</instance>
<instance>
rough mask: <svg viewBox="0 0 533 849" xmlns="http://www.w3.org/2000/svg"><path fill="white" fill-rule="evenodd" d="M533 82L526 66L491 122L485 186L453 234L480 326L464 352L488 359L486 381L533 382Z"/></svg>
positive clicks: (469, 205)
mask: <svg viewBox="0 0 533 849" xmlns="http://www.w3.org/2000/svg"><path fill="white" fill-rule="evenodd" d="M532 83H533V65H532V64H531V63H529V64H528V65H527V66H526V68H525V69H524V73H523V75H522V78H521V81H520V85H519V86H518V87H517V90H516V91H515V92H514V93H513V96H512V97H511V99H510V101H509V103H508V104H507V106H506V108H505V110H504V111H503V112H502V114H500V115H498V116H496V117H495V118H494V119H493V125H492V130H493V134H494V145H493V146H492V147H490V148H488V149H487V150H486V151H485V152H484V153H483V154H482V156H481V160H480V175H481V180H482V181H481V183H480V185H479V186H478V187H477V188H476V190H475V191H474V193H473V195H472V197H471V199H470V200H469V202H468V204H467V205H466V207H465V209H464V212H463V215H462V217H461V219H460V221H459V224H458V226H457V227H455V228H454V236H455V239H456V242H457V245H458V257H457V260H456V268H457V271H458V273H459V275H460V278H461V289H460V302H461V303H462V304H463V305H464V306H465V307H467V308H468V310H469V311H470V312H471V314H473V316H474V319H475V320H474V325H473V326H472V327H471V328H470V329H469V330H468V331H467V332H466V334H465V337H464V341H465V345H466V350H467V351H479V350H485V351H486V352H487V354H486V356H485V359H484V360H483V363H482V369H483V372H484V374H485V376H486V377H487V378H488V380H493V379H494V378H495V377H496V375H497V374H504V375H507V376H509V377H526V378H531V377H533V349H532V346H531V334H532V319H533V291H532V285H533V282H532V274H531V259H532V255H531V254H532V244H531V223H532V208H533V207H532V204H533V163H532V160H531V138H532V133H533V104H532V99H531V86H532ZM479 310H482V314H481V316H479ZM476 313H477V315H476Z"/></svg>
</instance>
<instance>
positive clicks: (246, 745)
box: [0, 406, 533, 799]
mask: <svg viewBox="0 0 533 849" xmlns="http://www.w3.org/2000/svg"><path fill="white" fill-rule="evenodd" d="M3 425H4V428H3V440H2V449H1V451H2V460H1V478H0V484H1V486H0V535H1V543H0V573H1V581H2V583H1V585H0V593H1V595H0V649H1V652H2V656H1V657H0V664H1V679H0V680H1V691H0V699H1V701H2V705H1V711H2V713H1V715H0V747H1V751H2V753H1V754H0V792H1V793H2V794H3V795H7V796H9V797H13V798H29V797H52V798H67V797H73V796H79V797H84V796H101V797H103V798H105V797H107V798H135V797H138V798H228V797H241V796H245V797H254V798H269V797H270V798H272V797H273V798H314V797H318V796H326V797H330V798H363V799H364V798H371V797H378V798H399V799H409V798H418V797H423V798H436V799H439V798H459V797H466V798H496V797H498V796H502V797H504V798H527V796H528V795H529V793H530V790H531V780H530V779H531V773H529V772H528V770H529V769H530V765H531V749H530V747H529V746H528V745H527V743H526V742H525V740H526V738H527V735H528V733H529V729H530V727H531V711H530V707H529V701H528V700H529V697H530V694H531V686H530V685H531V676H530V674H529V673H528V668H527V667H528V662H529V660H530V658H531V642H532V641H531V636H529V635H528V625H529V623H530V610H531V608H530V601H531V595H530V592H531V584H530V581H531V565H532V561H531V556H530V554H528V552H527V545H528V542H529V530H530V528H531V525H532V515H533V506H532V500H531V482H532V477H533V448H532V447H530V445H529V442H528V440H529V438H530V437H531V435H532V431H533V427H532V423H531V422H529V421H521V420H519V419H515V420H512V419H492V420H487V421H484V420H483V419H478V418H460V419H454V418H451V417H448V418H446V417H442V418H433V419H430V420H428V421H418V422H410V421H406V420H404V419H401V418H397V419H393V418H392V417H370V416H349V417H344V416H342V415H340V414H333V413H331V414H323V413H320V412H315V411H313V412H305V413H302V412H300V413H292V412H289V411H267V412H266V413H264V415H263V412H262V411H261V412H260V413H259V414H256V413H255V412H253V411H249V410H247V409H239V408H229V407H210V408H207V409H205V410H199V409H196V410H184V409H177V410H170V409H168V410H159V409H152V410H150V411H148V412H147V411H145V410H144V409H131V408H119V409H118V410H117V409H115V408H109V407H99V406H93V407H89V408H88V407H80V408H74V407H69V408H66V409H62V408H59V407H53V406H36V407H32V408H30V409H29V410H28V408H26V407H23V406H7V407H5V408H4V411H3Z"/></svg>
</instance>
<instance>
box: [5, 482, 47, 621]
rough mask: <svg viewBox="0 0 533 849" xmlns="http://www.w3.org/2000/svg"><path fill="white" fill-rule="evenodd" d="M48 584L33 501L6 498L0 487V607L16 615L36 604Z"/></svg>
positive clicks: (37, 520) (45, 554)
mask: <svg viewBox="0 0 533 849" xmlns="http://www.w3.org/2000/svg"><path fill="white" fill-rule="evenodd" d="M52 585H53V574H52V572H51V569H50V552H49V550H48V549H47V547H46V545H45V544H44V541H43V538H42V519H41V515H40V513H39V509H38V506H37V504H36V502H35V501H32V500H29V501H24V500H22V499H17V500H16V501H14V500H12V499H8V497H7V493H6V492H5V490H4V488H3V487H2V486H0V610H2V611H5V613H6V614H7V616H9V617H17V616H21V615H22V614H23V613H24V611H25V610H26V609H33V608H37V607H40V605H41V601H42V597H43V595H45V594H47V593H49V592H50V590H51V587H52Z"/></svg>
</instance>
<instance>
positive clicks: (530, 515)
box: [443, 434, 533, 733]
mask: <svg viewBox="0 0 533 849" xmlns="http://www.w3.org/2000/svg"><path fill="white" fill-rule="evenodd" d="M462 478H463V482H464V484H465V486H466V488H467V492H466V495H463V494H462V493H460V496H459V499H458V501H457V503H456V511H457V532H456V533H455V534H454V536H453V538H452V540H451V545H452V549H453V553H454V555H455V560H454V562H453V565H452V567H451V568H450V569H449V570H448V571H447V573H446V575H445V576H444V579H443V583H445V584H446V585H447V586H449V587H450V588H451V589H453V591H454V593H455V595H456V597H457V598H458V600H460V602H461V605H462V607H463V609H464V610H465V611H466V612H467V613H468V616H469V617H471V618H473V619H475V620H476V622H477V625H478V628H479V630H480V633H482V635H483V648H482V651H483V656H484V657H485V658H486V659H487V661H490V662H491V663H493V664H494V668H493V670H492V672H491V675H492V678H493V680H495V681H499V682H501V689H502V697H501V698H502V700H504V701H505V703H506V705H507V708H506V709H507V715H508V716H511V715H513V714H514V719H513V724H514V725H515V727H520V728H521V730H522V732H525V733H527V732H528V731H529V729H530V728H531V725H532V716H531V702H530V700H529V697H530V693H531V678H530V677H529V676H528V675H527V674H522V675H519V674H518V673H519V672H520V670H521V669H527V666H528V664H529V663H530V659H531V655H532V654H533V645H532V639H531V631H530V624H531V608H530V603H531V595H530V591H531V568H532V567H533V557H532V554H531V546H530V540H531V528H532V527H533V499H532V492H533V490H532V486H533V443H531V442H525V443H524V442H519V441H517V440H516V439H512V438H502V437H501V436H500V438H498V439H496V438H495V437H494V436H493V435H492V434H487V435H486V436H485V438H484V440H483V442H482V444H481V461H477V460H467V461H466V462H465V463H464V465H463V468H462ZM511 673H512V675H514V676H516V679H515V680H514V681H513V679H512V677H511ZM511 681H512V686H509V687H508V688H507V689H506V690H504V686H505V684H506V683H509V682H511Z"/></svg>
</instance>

---

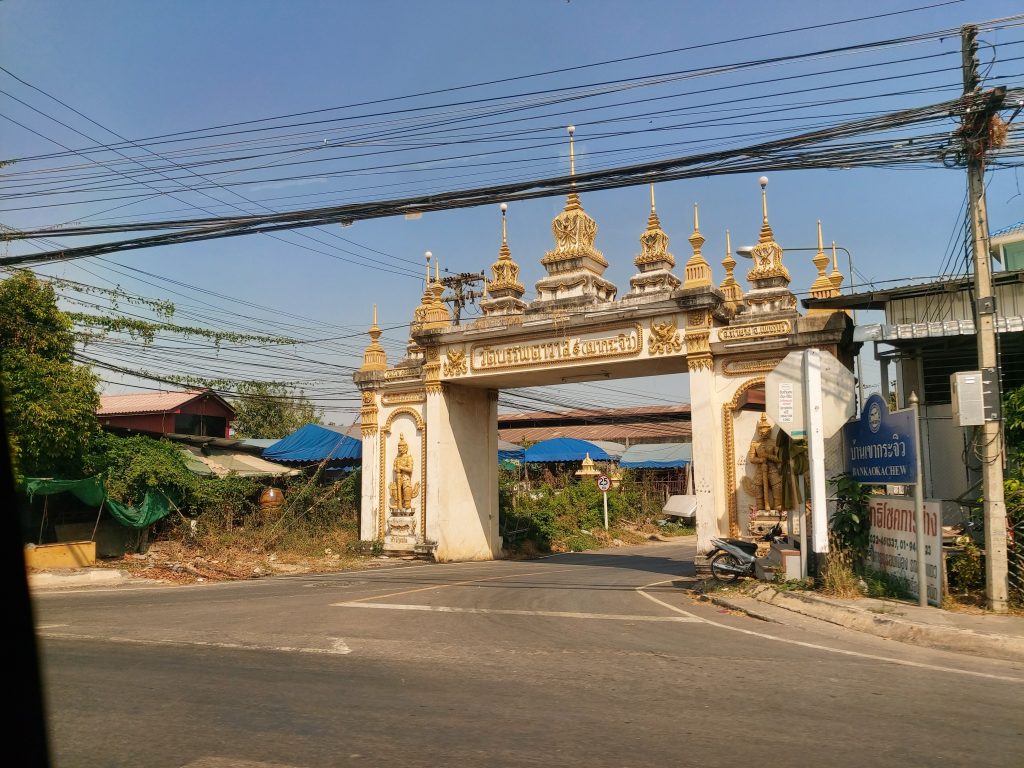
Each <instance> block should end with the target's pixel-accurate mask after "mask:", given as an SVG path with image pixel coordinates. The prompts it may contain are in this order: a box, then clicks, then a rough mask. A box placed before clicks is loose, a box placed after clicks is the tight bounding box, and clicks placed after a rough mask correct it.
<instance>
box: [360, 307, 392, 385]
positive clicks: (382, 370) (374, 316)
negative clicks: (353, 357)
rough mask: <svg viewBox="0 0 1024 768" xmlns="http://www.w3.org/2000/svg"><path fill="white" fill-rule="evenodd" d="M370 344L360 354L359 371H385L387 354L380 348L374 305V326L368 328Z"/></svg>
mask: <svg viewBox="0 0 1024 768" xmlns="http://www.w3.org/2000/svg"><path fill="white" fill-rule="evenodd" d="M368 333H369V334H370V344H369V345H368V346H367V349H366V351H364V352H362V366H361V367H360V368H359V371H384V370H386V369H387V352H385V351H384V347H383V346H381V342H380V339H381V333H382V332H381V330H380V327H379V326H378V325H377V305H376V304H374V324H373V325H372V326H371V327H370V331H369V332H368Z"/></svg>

...

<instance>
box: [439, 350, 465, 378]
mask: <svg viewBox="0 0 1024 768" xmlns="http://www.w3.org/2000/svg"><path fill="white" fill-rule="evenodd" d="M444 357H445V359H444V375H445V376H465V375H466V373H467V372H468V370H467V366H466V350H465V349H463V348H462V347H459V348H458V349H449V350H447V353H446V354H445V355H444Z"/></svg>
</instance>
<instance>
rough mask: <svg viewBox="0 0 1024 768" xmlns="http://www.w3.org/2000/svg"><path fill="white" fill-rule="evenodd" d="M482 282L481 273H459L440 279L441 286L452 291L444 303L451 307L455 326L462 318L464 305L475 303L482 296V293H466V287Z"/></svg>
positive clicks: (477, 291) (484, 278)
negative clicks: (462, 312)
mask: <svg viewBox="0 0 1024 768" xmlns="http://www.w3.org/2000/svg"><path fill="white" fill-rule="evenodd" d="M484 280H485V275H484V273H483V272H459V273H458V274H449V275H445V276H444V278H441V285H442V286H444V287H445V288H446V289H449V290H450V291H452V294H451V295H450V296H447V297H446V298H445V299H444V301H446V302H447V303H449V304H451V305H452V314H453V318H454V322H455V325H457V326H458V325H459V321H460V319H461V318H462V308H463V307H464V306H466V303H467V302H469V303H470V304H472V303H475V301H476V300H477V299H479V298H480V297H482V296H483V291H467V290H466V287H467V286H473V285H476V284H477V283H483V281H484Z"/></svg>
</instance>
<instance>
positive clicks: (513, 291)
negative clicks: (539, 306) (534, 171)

> _Exercise description_
When you reach the line containing "positive clicks: (37, 520) (45, 554)" in the data above, start copying exactly, and stop after the line containing "positive clicks: (530, 515)".

> _Written reply_
positive clicks: (37, 520) (45, 554)
mask: <svg viewBox="0 0 533 849" xmlns="http://www.w3.org/2000/svg"><path fill="white" fill-rule="evenodd" d="M52 585H53V574H52V572H51V569H50V552H49V550H48V549H47V547H46V545H45V544H44V541H43V538H42V519H41V515H40V513H39V509H38V506H37V504H36V502H35V501H32V500H29V501H24V500H22V499H17V500H16V501H14V500H12V499H8V497H7V493H6V492H5V490H4V488H3V487H2V486H0V610H2V611H5V613H6V614H7V616H9V617H17V616H21V615H22V614H23V613H24V611H25V610H26V609H33V608H37V607H40V605H41V601H42V597H43V595H45V594H47V593H49V592H50V590H51V587H52Z"/></svg>
</instance>
<instance>
positive clicks: (530, 515)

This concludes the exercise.